Problems and tasks
(1) In the rant about Windows startup programs and antivirus software, which application does the writer usually use to prune unwanted startup entries from the registry?
(2) Continue the rant about Windows startup programs and antivirus software from the point where it stops.

Extract
--
Please excuse me while I go on yet another pointless rant. But let’s start from the beggining.
My brother was complaining that his rig was getting slow, so I decided to check out his machine. Turns out he was running Windows XP and Norton Internet Security with just 512 MB of RAM. Ouch. While the OS could run on that memory by itself, I do not recommend trying to actually run a “modern” AV suite and also try to run applications on it. And by “modern” I mean recent release of Norton or McAfee which is what he had.
I have a rule about running Windows boxes – the only applications and services allowed to run in the background are the ones I’m actually using all the time, or which must be running. My personal pet-peeve are the preloaders. Adobe got so revoltingly bloated lately that it actually loads some sort of pre-fetching app on startup so it can cut town the time users spend waiting for the the splash screen to show up down to around like 3 hours or so. How many times do a day do people actually use Adobe? Two? Three? Why is that shit running there.
Same goes for Quicklime which insists on having an icon in the task bar, and yet still takes like 4 hours to load the player. I swear, I can watch a movie using VLC or MediaPlayer Classic before Quicktime player actually starts up.
These kinds of apps are the first to go. Usually I prune them out of registry using the brilliant sysinternals app Autoruns. A nice thing about this application is that it lets you suppress registry entries without actually deleting them. So you can un-check bunch stuff you are not sure about, then restart, see if anything broke and re-enable it if needed.
Printers, scanners and other devices also love to install crappy always-on monitoring apps. Unless you need these running all the time, I always recommend switching them off since they tend to be buggy and can literally render your system unstable. For example, if the software captures the button press events on your all-in-one scanner-fax-copier you start it by double clicking the desktop icon before scanning, and then shut it down afterwards. No need for this software to be eating up your resources while you casually browse the web or create yet another tantalizingly awful MySpace layout (or whatever is that you do in your spare time).
In fact, any time that you see something that has an icon in the Autoruns list and is not a core Windows service you should ask yourself: “does this shit need to be running?”, “does it need to be on all the time?” and of course “can I use it as an on demand (turn on when needed) application instead?” In most cases, the answers are no, no and yes.
This brings me back to the main topic of this rant: Antivirus software. Does it need to be running? If you are running a WinXP box as an Admin (and you probably do) then yes. If you are not running as an admin, then maybe. Malicious code often includes privilege escalation exploits so just the fact you are not running as admin does not mean you are safe. If you are always patched up to date, you are behind a good firewall, are careful online and you scan your machine for viruses daily you might be ok without an AV running in the background.
Does it need to be running all the time? For the most part, yes. On-access protection is the only sure way to catch malicious code as it is executing and block it before it manages to 0wn your system, install a rootkit and disable your AV. This is your immediate first line of defense and lets you thwart the infection right at the onset instead of waiting for the nightly scan that may or may not happen.
Of course this protection only works if get hit by a virus that can be recognized via a known signature, or by applying heuristics or recognizing behavioral pattern. So you are still defenseless against brand new threats. So I guess the question here is, do you want to be protected from the known threats or not at all. Some of us may get away running without on-access protection, but I would not recommend doing this to anyone who does not list computer security as one of their areas of interest.
--
Data shown

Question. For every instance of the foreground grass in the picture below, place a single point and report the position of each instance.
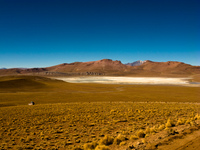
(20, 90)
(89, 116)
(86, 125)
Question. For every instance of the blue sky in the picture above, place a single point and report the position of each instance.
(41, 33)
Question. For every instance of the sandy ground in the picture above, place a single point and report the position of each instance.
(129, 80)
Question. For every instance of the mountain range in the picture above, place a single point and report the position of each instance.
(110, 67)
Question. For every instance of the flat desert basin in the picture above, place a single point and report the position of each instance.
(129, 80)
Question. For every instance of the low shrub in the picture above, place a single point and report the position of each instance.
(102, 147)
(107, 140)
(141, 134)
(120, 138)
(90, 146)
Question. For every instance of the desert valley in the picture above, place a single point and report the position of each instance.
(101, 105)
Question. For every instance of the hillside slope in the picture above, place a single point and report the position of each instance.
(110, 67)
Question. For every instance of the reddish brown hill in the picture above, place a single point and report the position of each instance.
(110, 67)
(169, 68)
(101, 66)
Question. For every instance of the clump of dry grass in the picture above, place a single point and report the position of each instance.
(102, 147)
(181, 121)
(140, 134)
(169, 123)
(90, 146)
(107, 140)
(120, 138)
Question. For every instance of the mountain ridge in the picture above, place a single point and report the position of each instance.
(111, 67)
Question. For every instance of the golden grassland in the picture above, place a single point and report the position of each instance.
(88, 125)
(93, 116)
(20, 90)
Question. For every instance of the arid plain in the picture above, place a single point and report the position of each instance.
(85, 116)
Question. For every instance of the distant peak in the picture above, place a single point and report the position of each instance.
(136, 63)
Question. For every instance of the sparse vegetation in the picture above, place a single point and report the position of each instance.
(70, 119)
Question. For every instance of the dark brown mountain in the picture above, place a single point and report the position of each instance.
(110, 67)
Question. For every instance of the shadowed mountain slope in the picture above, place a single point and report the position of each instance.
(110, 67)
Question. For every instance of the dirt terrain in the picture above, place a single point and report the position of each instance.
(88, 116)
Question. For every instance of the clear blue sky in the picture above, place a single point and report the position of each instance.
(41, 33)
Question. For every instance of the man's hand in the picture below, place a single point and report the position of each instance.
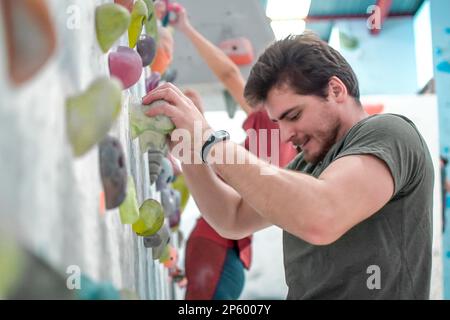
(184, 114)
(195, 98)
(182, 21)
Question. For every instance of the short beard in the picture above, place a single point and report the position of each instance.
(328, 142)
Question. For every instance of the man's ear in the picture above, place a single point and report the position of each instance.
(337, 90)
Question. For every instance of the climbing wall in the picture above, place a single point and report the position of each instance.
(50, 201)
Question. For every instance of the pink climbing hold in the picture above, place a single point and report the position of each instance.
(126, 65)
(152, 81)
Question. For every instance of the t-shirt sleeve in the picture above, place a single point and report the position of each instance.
--
Answer section
(1) Autoruns, the Sysinternals application.

(2)
Unfortunately, AV software literally KILLS your performance. When I was disabling statup items on my brother’s machine I purposefully skipped all the services, active processes and registry hacks set by Symantec. He was actually astonished by how much shit NIS installed on his system. How many services does Norton really need? How many processes need to be kept in memory for it to actually do it’s job? What are they trying to do? Slow down your machine so much that the rogue virus process will have to wait 3 hours to actually get some CPU time due to all the Norton processes hugging the resources all the time? It’s fucked up. And I’m not the only person who notices this.
Back in September 06 folks from The PC Spy did a little investigation as to what really slows down your system. Their results:
And it seems to be getting worse. With every new version Norton and McAfee seem to be getting more bloated. First of all, who said that AV software needs eye candy graphics? Why does NIS 07 look completely different from NIS 06? Why did McAfee completely redesign the UI in Security Center 8.0? The 7.0 version had a relatively slim, and very intuitive interface. The 8.0 is a fucking mess. When it rolled out, people actually asked me if they could switch back to the old interface because the application became 10 times slower, and almost impossible to configure because of the convoluted controls.
It makes me wonder where do the resources are going. Maybe if these guys would take the money they spent on designing new interfaces, and instead concentrate on optimizing their code, and minimizing the memory footprint we would not have to deal with these monster apps eating our resources. It doesn’t really matter how these things look. AVG looks like crap but it is a great AV that I frequently install on low end machines. It works, and that’s all that matters.
Recently I installed Kaspersky Internet Security on couple of machines. I do not have a benchmark to back this up, but it actually felt much much leaner and faster than the recent releases of big N and big M. And this was their full blown AV + Software firewall suite.
So having established that most people need a good AV running in the background, and that most AV suites are resource hogs, which one would you recommend? Which one is your favorite, based on effectiveness and performance?
Price really doesn’t matter at least to me at the moment. Whether I pay the annual fee of $70 to Norton or $80 to Kaspersky doesn’t really make much difference. I’d rather pay few bucks more to get a decent AV that doesn’t slow down my system if needed. Besides, if I wanted to deploy it at work free is usually not an option due to licensing restrictions. So let me know, which one is running on all of your windows boxes? Which one rocks your world. If I missed a good one, please feel free to add it in the comments.
Or perhaps you are one of those brave people who do not run AV software on their system at all? How is that working out for you?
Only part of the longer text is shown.